(Excerpts from point annotation data)
▼

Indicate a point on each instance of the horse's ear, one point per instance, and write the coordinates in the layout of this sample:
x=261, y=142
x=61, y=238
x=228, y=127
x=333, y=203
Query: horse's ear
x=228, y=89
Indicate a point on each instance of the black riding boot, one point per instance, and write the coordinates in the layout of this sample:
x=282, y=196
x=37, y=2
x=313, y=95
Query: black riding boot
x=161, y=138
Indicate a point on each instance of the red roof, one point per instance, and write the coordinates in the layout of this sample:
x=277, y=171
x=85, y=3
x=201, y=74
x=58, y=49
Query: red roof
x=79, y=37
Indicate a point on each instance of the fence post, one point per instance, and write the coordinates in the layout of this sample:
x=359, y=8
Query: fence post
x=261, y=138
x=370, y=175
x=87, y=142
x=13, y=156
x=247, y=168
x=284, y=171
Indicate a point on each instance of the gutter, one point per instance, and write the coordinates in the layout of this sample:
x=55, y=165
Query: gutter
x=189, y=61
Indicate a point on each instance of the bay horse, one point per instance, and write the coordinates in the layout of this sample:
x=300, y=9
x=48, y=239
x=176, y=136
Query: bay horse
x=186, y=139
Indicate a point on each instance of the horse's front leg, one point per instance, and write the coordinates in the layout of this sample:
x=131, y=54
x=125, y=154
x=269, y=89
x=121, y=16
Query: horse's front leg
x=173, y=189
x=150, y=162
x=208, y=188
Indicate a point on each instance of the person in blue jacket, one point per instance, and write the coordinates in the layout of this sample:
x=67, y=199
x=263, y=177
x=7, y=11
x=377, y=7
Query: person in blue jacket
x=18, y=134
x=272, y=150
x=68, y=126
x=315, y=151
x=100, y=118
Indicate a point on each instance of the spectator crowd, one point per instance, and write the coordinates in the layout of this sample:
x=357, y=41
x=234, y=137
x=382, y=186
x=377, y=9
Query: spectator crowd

▲

Problem requirements -> Please reproduce the lines above, from the line containing "Indicate a point on each instance of the fence" through the line containing "x=284, y=171", including both of those lines.

Result of this exercise ->
Indicate a point on each instance of the fence post, one point per instance, and write the coordinates in the layout of this sample:
x=359, y=8
Query: fence post
x=261, y=138
x=370, y=175
x=87, y=142
x=13, y=156
x=247, y=168
x=284, y=171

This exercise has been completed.